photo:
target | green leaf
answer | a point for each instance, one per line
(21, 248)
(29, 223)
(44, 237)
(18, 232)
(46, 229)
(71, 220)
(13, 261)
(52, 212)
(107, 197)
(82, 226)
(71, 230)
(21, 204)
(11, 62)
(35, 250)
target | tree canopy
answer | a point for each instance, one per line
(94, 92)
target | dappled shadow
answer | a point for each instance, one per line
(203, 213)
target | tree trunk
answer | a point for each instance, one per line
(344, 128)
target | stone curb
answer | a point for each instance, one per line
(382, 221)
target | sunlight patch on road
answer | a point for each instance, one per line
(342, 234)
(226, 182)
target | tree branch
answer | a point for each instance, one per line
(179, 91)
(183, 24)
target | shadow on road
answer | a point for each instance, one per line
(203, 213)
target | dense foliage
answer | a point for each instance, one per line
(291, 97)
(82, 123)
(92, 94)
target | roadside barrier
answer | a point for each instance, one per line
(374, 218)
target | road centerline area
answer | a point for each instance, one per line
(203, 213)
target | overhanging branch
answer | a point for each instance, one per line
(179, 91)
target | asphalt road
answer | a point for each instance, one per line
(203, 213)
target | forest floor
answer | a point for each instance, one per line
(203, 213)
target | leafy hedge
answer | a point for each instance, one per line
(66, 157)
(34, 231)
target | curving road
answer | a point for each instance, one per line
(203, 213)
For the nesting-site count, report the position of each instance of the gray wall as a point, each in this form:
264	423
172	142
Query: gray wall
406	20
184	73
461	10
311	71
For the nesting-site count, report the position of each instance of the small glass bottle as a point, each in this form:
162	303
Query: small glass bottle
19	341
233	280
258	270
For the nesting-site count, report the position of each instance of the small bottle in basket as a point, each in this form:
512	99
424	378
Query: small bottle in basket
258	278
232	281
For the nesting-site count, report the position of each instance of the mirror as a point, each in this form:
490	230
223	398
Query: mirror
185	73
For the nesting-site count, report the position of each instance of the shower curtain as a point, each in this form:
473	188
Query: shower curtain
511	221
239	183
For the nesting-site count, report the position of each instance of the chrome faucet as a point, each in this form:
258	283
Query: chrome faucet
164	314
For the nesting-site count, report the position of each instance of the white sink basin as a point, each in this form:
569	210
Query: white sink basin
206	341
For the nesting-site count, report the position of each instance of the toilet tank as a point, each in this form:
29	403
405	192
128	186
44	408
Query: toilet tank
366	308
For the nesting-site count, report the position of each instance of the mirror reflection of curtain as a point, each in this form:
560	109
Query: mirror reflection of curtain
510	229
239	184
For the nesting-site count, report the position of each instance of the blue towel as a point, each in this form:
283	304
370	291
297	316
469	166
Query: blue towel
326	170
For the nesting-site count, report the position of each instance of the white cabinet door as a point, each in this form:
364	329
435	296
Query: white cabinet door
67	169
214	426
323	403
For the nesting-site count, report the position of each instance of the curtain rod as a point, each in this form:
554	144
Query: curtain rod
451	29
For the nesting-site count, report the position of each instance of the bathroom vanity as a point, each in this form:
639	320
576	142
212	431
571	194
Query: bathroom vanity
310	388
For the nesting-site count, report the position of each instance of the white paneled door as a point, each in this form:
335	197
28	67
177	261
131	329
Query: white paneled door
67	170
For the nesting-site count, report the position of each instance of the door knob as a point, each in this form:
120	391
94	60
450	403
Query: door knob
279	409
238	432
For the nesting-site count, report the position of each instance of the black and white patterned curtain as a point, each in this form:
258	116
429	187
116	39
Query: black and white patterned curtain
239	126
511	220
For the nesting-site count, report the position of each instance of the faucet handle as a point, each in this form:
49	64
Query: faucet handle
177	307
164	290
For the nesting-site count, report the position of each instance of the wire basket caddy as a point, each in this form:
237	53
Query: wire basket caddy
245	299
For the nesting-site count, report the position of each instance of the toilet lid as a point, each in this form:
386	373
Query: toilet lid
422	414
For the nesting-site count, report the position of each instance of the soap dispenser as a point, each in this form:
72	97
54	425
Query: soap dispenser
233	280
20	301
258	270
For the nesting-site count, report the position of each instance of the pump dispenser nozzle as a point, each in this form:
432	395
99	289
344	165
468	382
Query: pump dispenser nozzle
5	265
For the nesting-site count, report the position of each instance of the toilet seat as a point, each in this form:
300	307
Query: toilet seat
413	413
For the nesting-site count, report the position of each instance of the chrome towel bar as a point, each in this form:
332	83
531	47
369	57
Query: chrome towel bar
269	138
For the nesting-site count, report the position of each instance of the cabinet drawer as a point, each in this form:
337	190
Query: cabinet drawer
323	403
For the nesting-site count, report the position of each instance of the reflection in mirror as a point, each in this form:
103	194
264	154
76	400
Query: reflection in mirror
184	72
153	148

——

What the task requires:
Each line of the data that holds the word "branch" should be copied.

Output for this task:
target | tree branch
target | overhanging branch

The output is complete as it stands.